TEXTE SOURCE>

Encore un exemple d’immensité; mais ici ce sont les siècles, et non les soleils, qui sont pour ainsi dire entassés. Tout indique dans le ciel que les élémens matériels ont marché progressivement vers une concentration de plus en plus prononcée. Les soleils se sont conglomérés aux dépens de la matière cosmique ou chaotique. Ces soleils se sont ensuite rapprochés en vertu de la grande loi de l’univers, l’attraction newtonienne, qui pousse incessamment l’une vers l’autre toutes les substances matérielles. N’y a-t-il donc point quelque trace de la marche de ces soleils se rapprochant entre eux jusqu’à ce que les mouvemens de circulation dont nous avons parlé plus haut viennent à balancer cette concentration progressive ? Oui. Nous devons à lord Rosse lui-même le dessin de plusieurs nébuleuses en spirales, c’est-à-dire disposées par traînées lumineuses qui s’arrondissent en arrivant vers le centre à peu près comme seraient les étincelles d’une pièce tournante dans un feu d’artifice, si, au lieu d’être dirigées en dehors, ces étincelles étaient projetées vers le centre de la pièce tournante. Mais ici, au moment où se présente la question du temps nécessaire pour opérer les déplacemens qui ont donné naissance à ces dispositions d’ensembles d’étoiles, l’imagination recule effrayée. Il n’y a ni années ni siècles pour de pareilles durées. Que sont même les révolutions des étoiles doubles avec leur courte période de dix à douze siècles ? Pour accomplir de tels mouvemens, il a fallu plus de milliers de siècles qu’il n’y a de soleils dans ces entassemens de soleils sans limite concevable. Beau thème pour ceux qui désirent comprendre ou peindre l’éternité !

CONSIGNE ÉCRITE A> Selon le texte source, à qui doit-on le dessin de plusieurs nébuleuses en spirales ?

Exemples d'annotation par points
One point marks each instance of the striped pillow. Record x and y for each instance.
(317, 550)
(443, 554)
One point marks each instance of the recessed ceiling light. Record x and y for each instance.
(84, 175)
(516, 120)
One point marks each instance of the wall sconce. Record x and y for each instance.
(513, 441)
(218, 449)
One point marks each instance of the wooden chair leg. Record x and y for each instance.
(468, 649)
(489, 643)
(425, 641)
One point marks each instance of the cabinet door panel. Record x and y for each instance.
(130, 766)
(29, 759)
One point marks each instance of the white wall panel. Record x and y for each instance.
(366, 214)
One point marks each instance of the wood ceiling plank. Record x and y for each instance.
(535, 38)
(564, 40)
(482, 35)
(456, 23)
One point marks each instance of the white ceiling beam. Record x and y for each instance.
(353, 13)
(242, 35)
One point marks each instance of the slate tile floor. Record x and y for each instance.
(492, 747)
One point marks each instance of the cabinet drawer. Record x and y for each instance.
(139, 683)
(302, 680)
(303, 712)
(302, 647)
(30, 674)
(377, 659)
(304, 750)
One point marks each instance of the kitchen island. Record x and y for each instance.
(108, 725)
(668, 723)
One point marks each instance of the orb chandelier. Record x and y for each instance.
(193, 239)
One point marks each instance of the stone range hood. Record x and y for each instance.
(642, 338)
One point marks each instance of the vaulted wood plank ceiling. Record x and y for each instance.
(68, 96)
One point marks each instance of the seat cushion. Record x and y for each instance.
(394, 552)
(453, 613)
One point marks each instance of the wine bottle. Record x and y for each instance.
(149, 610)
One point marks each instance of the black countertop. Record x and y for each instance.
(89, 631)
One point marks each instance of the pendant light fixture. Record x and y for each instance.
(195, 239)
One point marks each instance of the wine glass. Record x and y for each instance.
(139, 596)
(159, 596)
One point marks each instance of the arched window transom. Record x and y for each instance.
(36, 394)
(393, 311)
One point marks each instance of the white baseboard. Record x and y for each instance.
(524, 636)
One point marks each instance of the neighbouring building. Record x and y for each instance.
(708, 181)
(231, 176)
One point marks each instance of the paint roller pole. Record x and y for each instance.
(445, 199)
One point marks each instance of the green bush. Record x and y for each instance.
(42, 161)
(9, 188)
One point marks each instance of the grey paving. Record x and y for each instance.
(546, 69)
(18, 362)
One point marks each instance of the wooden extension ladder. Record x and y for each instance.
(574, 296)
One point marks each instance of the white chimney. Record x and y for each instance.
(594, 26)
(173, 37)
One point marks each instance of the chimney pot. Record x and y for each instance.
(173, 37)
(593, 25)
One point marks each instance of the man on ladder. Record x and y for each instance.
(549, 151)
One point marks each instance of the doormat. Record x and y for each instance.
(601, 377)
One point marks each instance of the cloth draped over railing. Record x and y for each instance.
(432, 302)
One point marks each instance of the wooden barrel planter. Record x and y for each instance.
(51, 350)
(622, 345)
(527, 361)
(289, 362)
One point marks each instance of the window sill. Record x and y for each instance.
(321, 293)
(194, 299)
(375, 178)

CONSIGNE ÉCRITE B> Présentez, s'il vous plaît, sous forme de liste JSON de chaînes tout ce qui va, dans les enregistrements, de la ligne contenant « One point marks each instance of the wine glass. » jusqu'à la fin des enregistrements, ces deux bornes comprises. Mettez une chaîne par ligne et omettez les lignes vides.

RÉPONSE ATTENDUE A> À lord Rosse.

RÉPONSE ATTENDUE B>
[
  "One point marks each instance of the wine glass. Record x and y for each instance.",
  "(139, 596)",
  "(159, 596)",
  "One point marks each instance of the arched window transom. Record x and y for each instance.",
  "(36, 394)",
  "(393, 311)",
  "One point marks each instance of the white baseboard. Record x and y for each instance.",
  "(524, 636)",
  "One point marks each instance of the neighbouring building. Record x and y for each instance.",
  "(708, 181)",
  "(231, 176)",
  "One point marks each instance of the paint roller pole. Record x and y for each instance.",
  "(445, 199)",
  "One point marks each instance of the green bush. Record x and y for each instance.",
  "(42, 161)",
  "(9, 188)",
  "One point marks each instance of the grey paving. Record x and y for each instance.",
  "(546, 69)",
  "(18, 362)",
  "One point marks each instance of the wooden extension ladder. Record x and y for each instance.",
  "(574, 296)",
  "One point marks each instance of the white chimney. Record x and y for each instance.",
  "(594, 26)",
  "(173, 37)",
  "One point marks each instance of the chimney pot. Record x and y for each instance.",
  "(173, 37)",
  "(593, 25)",
  "One point marks each instance of the man on ladder. Record x and y for each instance.",
  "(549, 151)",
  "One point marks each instance of the doormat. Record x and y for each instance.",
  "(601, 377)",
  "One point marks each instance of the cloth draped over railing. Record x and y for each instance.",
  "(432, 302)",
  "One point marks each instance of the wooden barrel planter. Record x and y for each instance.",
  "(51, 350)",
  "(622, 345)",
  "(527, 361)",
  "(289, 362)",
  "One point marks each instance of the window sill. Record x and y for each instance.",
  "(321, 293)",
  "(194, 299)",
  "(375, 178)"
]